> [Exercise aim]: Return, exactly, the line that contains "Target: horse rein" together with all lines after it to the end of the entries, and no further lines.

> [Saved entries]:
★ ★ ★ ★ ★ ★ ★

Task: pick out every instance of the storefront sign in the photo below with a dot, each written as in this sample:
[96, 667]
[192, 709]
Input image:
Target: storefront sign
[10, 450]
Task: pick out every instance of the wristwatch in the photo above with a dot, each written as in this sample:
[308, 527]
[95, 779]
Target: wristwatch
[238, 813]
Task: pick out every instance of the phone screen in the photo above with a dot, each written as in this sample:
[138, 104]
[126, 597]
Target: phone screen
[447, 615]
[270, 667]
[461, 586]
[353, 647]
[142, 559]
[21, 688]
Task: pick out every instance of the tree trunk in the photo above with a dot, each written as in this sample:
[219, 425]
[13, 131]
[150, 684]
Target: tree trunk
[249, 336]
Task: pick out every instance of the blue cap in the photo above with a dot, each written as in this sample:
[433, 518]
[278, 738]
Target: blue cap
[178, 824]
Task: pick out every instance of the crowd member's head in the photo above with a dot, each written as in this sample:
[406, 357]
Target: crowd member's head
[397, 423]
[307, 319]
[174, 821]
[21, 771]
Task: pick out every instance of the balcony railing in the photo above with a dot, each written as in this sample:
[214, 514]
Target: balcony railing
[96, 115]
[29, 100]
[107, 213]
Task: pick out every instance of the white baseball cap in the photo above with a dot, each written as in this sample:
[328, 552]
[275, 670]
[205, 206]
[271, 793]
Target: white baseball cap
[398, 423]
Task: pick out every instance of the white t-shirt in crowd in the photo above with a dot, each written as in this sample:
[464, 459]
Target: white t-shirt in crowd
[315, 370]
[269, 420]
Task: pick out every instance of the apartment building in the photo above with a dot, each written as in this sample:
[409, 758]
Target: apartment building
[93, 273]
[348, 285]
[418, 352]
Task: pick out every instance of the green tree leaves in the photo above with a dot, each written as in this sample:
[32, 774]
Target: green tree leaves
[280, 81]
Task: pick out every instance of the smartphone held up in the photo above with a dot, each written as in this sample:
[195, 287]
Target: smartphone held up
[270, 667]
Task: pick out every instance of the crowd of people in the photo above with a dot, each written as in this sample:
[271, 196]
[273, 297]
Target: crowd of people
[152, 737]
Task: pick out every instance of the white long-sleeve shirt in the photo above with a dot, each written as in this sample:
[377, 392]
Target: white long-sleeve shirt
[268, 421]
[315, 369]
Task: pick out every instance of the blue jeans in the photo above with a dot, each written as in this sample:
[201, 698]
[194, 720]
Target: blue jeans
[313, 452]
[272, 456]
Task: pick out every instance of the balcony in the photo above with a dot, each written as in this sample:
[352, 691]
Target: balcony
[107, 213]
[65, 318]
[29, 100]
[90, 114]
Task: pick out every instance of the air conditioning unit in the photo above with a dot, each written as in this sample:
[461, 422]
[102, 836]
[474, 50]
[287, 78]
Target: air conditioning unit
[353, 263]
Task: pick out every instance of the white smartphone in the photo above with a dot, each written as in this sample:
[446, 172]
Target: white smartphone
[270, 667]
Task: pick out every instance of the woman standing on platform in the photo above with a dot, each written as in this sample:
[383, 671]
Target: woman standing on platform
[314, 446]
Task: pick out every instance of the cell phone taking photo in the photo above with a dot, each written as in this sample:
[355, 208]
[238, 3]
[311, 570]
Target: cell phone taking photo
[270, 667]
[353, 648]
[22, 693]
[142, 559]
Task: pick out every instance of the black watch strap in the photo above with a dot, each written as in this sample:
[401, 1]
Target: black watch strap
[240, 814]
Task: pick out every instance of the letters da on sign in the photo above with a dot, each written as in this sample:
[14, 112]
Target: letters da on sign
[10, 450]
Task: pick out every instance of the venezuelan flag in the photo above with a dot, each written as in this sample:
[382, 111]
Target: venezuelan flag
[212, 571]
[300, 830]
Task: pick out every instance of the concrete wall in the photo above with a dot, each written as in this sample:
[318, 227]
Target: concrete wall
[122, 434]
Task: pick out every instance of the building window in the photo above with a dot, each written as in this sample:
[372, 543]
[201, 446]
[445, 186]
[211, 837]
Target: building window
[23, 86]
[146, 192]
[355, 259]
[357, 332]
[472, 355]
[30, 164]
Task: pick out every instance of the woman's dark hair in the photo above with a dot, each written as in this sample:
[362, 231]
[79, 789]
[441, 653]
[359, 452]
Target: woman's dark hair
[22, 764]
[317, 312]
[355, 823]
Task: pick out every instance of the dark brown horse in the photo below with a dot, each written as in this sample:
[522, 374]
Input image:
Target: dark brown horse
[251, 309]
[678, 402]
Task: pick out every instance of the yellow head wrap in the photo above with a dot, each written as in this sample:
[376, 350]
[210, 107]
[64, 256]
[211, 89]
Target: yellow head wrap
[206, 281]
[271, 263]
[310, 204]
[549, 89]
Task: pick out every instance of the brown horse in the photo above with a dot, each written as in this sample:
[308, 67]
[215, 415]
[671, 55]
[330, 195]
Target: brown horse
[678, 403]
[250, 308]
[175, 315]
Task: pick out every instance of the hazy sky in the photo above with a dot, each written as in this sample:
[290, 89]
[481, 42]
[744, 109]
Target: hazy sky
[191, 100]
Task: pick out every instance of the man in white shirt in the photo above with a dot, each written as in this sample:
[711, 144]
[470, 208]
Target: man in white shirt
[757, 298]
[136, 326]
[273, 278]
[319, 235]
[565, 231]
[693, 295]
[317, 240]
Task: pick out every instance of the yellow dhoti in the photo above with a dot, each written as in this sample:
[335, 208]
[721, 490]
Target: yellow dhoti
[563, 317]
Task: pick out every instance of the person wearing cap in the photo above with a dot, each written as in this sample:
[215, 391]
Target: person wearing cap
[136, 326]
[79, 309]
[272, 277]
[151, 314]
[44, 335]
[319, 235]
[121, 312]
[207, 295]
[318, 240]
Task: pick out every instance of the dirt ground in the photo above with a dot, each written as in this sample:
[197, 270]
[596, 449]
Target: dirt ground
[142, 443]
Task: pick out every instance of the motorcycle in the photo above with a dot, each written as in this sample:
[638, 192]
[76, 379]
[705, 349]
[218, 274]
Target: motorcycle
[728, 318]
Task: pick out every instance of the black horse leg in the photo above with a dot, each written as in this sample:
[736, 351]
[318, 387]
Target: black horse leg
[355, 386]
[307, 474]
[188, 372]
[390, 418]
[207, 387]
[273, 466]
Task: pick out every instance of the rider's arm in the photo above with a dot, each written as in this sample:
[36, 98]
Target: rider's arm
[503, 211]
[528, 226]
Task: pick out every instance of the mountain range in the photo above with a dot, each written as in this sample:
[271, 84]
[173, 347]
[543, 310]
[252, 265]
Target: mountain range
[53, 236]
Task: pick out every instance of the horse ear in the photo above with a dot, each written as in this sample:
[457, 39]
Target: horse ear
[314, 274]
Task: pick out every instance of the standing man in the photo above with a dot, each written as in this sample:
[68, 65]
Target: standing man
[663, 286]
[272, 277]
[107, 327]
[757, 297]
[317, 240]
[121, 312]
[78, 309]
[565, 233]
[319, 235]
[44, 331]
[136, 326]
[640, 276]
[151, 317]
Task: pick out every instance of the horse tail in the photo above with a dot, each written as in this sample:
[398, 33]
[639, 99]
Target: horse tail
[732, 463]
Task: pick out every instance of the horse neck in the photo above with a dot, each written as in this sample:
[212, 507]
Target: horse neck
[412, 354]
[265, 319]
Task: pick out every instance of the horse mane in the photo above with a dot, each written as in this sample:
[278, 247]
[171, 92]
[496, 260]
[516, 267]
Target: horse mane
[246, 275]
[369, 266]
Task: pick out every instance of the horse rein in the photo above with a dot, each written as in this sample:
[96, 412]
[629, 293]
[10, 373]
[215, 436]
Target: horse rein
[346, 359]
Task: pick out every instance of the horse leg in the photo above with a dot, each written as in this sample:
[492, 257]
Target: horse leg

★ ★ ★ ★ ★ ★ ★

> [The answer]:
Target: horse rein
[346, 359]
Task: pick out every instance of the horse leg in the photo above with a dot, each written as in this sample:
[492, 257]
Target: horse leg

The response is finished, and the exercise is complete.